Material
________________________________________

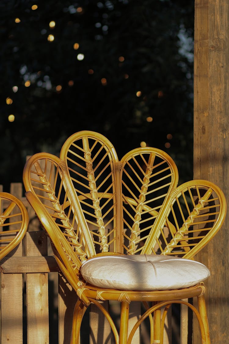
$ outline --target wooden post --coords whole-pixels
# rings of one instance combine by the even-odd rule
[[[47,255],[47,238],[43,231],[26,234],[27,256]],[[48,344],[48,274],[26,274],[28,344]]]
[[[10,192],[21,197],[21,183],[12,183]],[[19,257],[22,255],[22,243],[15,247],[9,256]],[[1,337],[2,344],[17,343],[22,344],[22,274],[1,274]],[[14,311],[14,310],[16,311]]]
[[[229,198],[229,0],[195,0],[194,178],[218,185]],[[228,207],[229,208],[229,207]],[[223,227],[195,257],[207,265],[211,342],[229,342],[228,212]],[[193,342],[200,343],[194,324]]]

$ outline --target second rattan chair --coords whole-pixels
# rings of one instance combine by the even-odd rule
[[[19,245],[28,224],[22,202],[11,194],[0,192],[0,261]]]
[[[226,203],[219,187],[202,180],[178,187],[176,167],[164,152],[139,148],[119,161],[105,137],[86,131],[66,140],[59,158],[32,156],[23,178],[26,197],[78,296],[73,344],[91,303],[106,317],[117,344],[130,343],[147,316],[150,343],[162,343],[165,316],[173,303],[193,311],[202,343],[209,344],[203,281],[210,272],[193,258],[224,221]],[[194,297],[197,308],[184,301]],[[101,304],[106,300],[121,303],[119,333]],[[133,301],[147,308],[128,335]]]

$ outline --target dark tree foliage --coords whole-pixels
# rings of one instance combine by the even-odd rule
[[[165,150],[192,178],[194,12],[193,0],[2,0],[4,190],[22,181],[26,155],[58,155],[82,130],[107,137],[120,159],[142,141]]]

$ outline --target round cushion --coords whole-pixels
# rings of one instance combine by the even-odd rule
[[[80,271],[85,281],[96,287],[135,291],[185,288],[210,274],[198,262],[155,255],[95,257],[84,262]]]

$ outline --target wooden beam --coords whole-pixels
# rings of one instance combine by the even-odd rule
[[[194,178],[215,183],[228,200],[229,33],[229,0],[195,0]],[[210,338],[215,344],[229,342],[228,213],[219,233],[195,257],[211,271],[205,284]],[[201,342],[198,336],[194,331],[193,343]]]

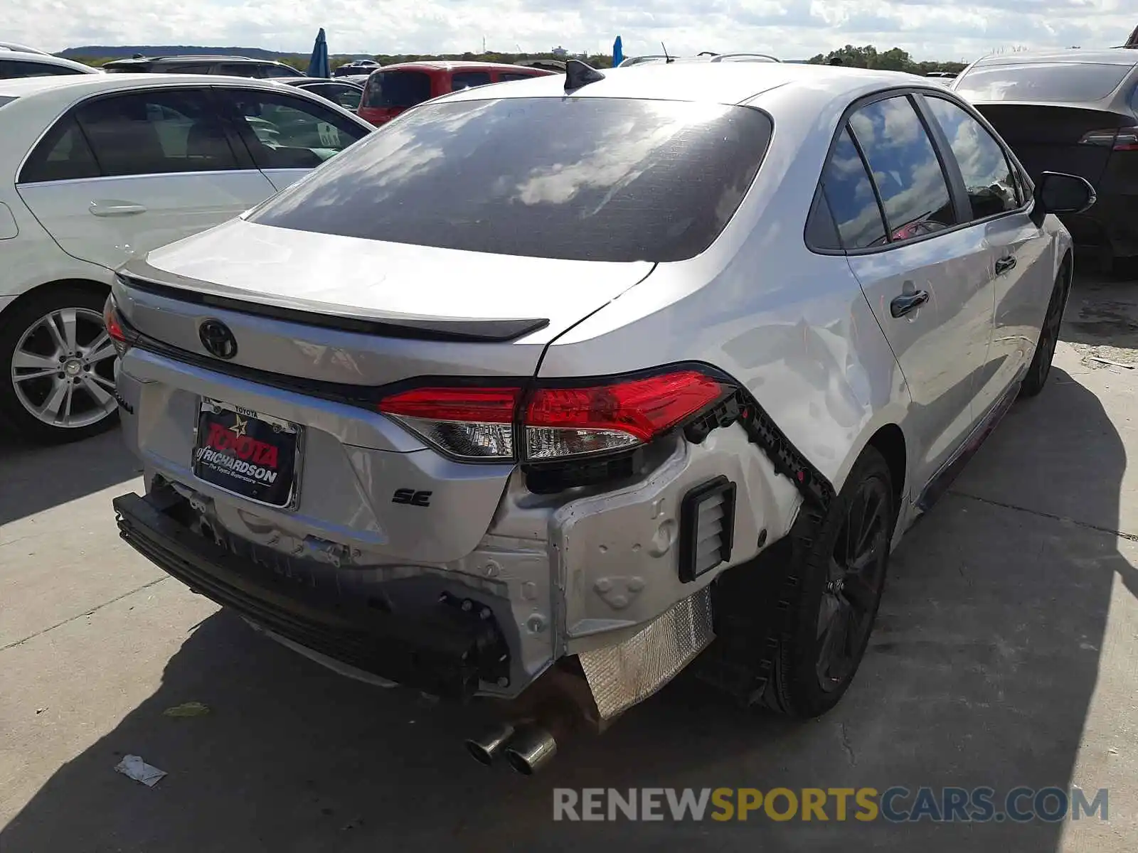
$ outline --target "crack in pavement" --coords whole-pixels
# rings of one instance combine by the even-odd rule
[[[155,578],[154,580],[143,583],[141,587],[131,589],[130,591],[123,593],[122,595],[116,595],[114,598],[106,601],[102,604],[98,604],[94,607],[91,607],[90,610],[85,610],[82,613],[76,613],[74,616],[69,616],[68,619],[65,619],[61,622],[56,622],[53,626],[48,626],[47,628],[42,628],[39,631],[35,631],[34,633],[30,633],[26,637],[24,637],[24,639],[14,640],[9,643],[7,646],[0,646],[0,652],[7,652],[9,648],[22,646],[28,640],[35,639],[36,637],[42,637],[44,633],[56,630],[56,628],[63,628],[65,624],[74,622],[76,619],[82,619],[83,616],[90,616],[92,613],[100,611],[104,607],[114,604],[115,602],[121,602],[123,598],[126,598],[127,596],[134,595],[135,593],[141,593],[143,589],[148,589],[155,586],[156,583],[162,583],[164,580],[170,580],[170,575],[164,574],[160,578]]]
[[[1045,513],[1040,510],[1029,510],[1025,506],[1019,506],[1016,504],[1007,504],[1003,500],[992,500],[991,498],[983,498],[979,495],[970,495],[966,491],[957,491],[956,489],[949,489],[949,495],[956,495],[957,497],[968,498],[970,500],[978,500],[981,504],[990,504],[991,506],[1001,506],[1005,510],[1017,510],[1022,513],[1028,513],[1030,515],[1038,515],[1041,519],[1050,519],[1052,521],[1062,521],[1067,524],[1074,524],[1075,527],[1086,528],[1087,530],[1097,530],[1100,533],[1110,533],[1111,536],[1118,536],[1122,539],[1129,539],[1132,543],[1138,543],[1138,533],[1124,533],[1121,530],[1115,530],[1113,528],[1104,528],[1102,524],[1091,524],[1089,521],[1079,521],[1078,519],[1072,519],[1067,515],[1055,515],[1054,513]]]

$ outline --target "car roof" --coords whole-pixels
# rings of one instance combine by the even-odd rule
[[[39,63],[40,65],[56,65],[60,68],[75,68],[76,71],[82,69],[85,74],[99,74],[98,68],[83,65],[83,63],[76,63],[74,59],[65,59],[61,56],[51,56],[50,53],[27,52],[23,50],[3,50],[0,52],[0,59],[14,59],[22,63]]]
[[[528,65],[513,65],[511,63],[479,63],[476,60],[455,60],[450,59],[422,59],[413,63],[395,63],[394,65],[385,65],[377,68],[377,72],[385,71],[510,71],[517,68],[525,68],[526,71],[545,71],[545,68],[534,68]],[[374,74],[376,72],[372,72]]]
[[[271,77],[271,80],[278,80],[291,86],[297,86],[302,83],[346,83],[349,86],[360,85],[349,80],[347,75],[343,77]]]
[[[42,77],[17,77],[0,80],[0,96],[31,98],[33,96],[59,94],[60,98],[85,98],[98,92],[115,92],[121,89],[152,89],[164,85],[215,86],[239,84],[269,91],[280,91],[280,78],[256,80],[254,77],[231,77],[221,74],[67,74]]]
[[[1022,50],[981,57],[975,65],[1034,65],[1072,63],[1075,65],[1138,65],[1138,50]]]
[[[914,85],[940,90],[926,77],[901,72],[868,71],[832,65],[790,63],[643,63],[604,68],[604,77],[571,92],[575,98],[640,98],[704,103],[742,103],[762,92],[794,85],[817,94],[851,100],[861,93],[889,86]],[[500,83],[493,90],[464,89],[437,100],[561,97],[561,74]]]

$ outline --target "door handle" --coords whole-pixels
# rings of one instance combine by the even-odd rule
[[[134,205],[126,201],[112,201],[100,204],[92,201],[88,208],[93,216],[132,216],[146,213],[146,205]]]
[[[889,313],[894,317],[904,317],[909,312],[914,312],[929,301],[929,291],[918,290],[915,293],[901,293],[894,296],[889,304]]]

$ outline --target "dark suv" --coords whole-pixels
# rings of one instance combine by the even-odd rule
[[[230,77],[303,77],[290,65],[244,56],[159,56],[115,59],[102,66],[118,74],[222,74]]]

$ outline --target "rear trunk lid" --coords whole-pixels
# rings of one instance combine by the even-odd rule
[[[1067,172],[1096,188],[1111,158],[1111,146],[1083,142],[1088,134],[1133,125],[1135,117],[1062,103],[975,103],[1015,151],[1036,182],[1041,172]]]
[[[127,263],[119,309],[143,336],[196,358],[211,357],[201,322],[220,318],[238,341],[226,368],[295,380],[382,386],[421,375],[530,376],[551,340],[652,266],[233,220]]]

________________________________________

Objective
Reproduce the whole listing above, line for line, without the pictures.

Problem solution
$ outline --target wooden post --coords whole-pixels
# rings of one instance combine by the even-odd rule
[[[47,255],[47,238],[43,231],[26,234],[27,256]],[[48,344],[48,274],[26,274],[28,344]]]
[[[10,192],[21,197],[21,183],[12,183]],[[19,257],[22,255],[22,243],[15,247],[9,256]],[[1,337],[2,344],[17,343],[22,344],[22,274],[1,274]],[[14,311],[14,310],[16,311]]]
[[[229,198],[229,0],[195,0],[194,178],[218,185]],[[228,207],[229,208],[229,207]],[[223,227],[195,257],[207,265],[211,342],[229,342],[228,212]],[[193,342],[200,343],[194,324]]]

$ outline --target second rattan chair --coords whole-pixels
# rings of one instance combine by the even-odd rule
[[[19,245],[28,224],[22,202],[11,194],[0,192],[0,261]]]
[[[226,203],[219,187],[202,180],[178,187],[176,167],[164,152],[139,148],[119,161],[105,137],[86,131],[66,140],[59,158],[32,156],[23,178],[26,197],[78,296],[73,344],[91,303],[106,317],[117,344],[130,343],[147,316],[150,343],[162,343],[165,316],[173,303],[193,311],[202,343],[209,344],[203,281],[210,272],[193,258],[224,221]],[[194,297],[197,308],[184,301]],[[101,304],[106,300],[121,303],[119,333]],[[133,301],[147,308],[128,335]]]

$ outline --target dark tree foliage --coords whole-pixels
# rings of one instance combine by the even-odd rule
[[[165,150],[192,178],[194,12],[193,0],[2,0],[4,190],[22,181],[26,155],[58,155],[82,130],[107,137],[120,159],[142,141]]]

$ outline --target round cushion --coords whole-pixels
# rings of one instance combine by the even-odd rule
[[[80,271],[85,281],[96,287],[135,291],[185,288],[210,274],[198,262],[155,255],[95,257],[84,262]]]

$ outline --target wooden beam --coords whole-pixels
# rings of one instance combine by the even-odd rule
[[[194,178],[215,183],[228,200],[229,33],[229,0],[195,0]],[[210,338],[215,344],[229,342],[228,213],[219,233],[195,257],[211,271],[205,284]],[[201,342],[198,336],[194,331],[193,343]]]

$ outline --target "crack in pavement" --coords whole-pixels
# rings of one instance combine by the even-odd rule
[[[155,578],[154,580],[143,583],[141,587],[131,589],[130,591],[123,593],[122,595],[116,595],[114,598],[106,601],[102,604],[98,604],[94,607],[91,607],[90,610],[85,610],[82,613],[76,613],[74,616],[69,616],[68,619],[65,619],[61,622],[56,622],[53,626],[48,626],[47,628],[42,628],[39,631],[35,631],[34,633],[30,633],[26,637],[24,637],[24,639],[14,640],[9,643],[7,646],[0,646],[0,652],[7,652],[9,648],[22,646],[28,640],[35,639],[36,637],[42,637],[44,633],[56,630],[56,628],[63,628],[65,624],[74,622],[76,619],[82,619],[83,616],[90,616],[92,613],[100,611],[104,607],[114,604],[115,602],[121,602],[123,598],[126,598],[127,596],[134,595],[135,593],[141,593],[143,589],[148,589],[155,586],[156,583],[162,583],[164,580],[170,580],[170,575],[164,574],[160,578]]]
[[[1045,513],[1040,510],[1029,510],[1025,506],[1019,506],[1016,504],[1007,504],[1003,500],[992,500],[991,498],[983,498],[979,495],[970,495],[966,491],[957,491],[956,489],[949,489],[949,495],[956,495],[957,497],[968,498],[970,500],[978,500],[981,504],[990,504],[991,506],[1001,506],[1005,510],[1017,510],[1022,513],[1028,513],[1030,515],[1038,515],[1041,519],[1050,519],[1052,521],[1062,521],[1067,524],[1074,524],[1075,527],[1086,528],[1087,530],[1097,530],[1100,533],[1110,533],[1111,536],[1118,536],[1122,539],[1129,539],[1132,543],[1138,543],[1138,533],[1124,533],[1121,530],[1115,530],[1113,528],[1104,528],[1102,524],[1091,524],[1089,521],[1079,521],[1078,519],[1072,519],[1067,515],[1055,515],[1054,513]]]

$ outline --target "car roof" --coords whole-pixels
# rings of one instance combine by the even-odd rule
[[[39,63],[40,65],[56,65],[60,68],[75,68],[76,71],[82,69],[85,74],[99,74],[98,68],[83,65],[83,63],[76,63],[74,59],[65,59],[61,56],[51,56],[50,53],[27,52],[23,50],[3,50],[0,52],[0,59],[14,59],[22,63]]]
[[[528,65],[513,65],[511,63],[479,63],[476,60],[455,60],[450,59],[422,59],[413,63],[395,63],[394,65],[385,65],[377,68],[377,72],[385,71],[510,71],[517,68],[525,68],[526,71],[545,71],[545,68],[534,68]],[[374,74],[376,72],[372,72]]]
[[[271,77],[271,80],[278,80],[291,86],[297,86],[302,83],[346,83],[349,86],[360,85],[349,80],[347,75],[343,77]]]
[[[42,77],[17,77],[0,80],[0,96],[31,98],[33,96],[59,94],[60,98],[85,98],[98,92],[115,92],[121,89],[152,89],[164,85],[215,86],[239,84],[269,91],[280,91],[280,78],[256,80],[254,77],[231,77],[221,74],[67,74]]]
[[[1022,50],[981,57],[975,65],[1034,65],[1072,63],[1075,65],[1138,65],[1138,50]]]
[[[914,85],[940,90],[926,77],[901,72],[868,71],[832,65],[790,63],[643,63],[604,68],[604,77],[571,92],[575,98],[640,98],[704,103],[742,103],[762,92],[794,85],[817,94],[851,100],[861,93],[889,86]],[[500,83],[493,90],[464,89],[437,100],[561,97],[561,74]]]

$ outline --target "door handle" --coords whole-pixels
# rings of one instance combine by the even-odd rule
[[[134,205],[126,201],[112,201],[100,204],[92,201],[88,208],[93,216],[132,216],[146,213],[146,205]]]
[[[889,313],[894,317],[904,317],[909,312],[914,312],[929,301],[929,291],[918,290],[915,293],[901,293],[894,296],[889,304]]]

$ outline --target "dark suv" --coords whole-pixels
# rings of one instance combine by the even-odd rule
[[[230,77],[303,77],[290,65],[244,56],[159,56],[115,59],[102,66],[118,74],[222,74]]]

$ outline --target "rear trunk lid" --coords whole-pixels
# rings of one instance combine by the even-odd rule
[[[1067,172],[1096,188],[1111,158],[1111,146],[1083,142],[1088,134],[1133,125],[1135,117],[1062,103],[975,103],[1015,151],[1036,182],[1041,172]]]
[[[127,263],[119,309],[143,336],[196,358],[211,357],[201,322],[220,318],[238,341],[226,368],[295,380],[382,386],[421,375],[530,376],[551,340],[652,266],[233,220]]]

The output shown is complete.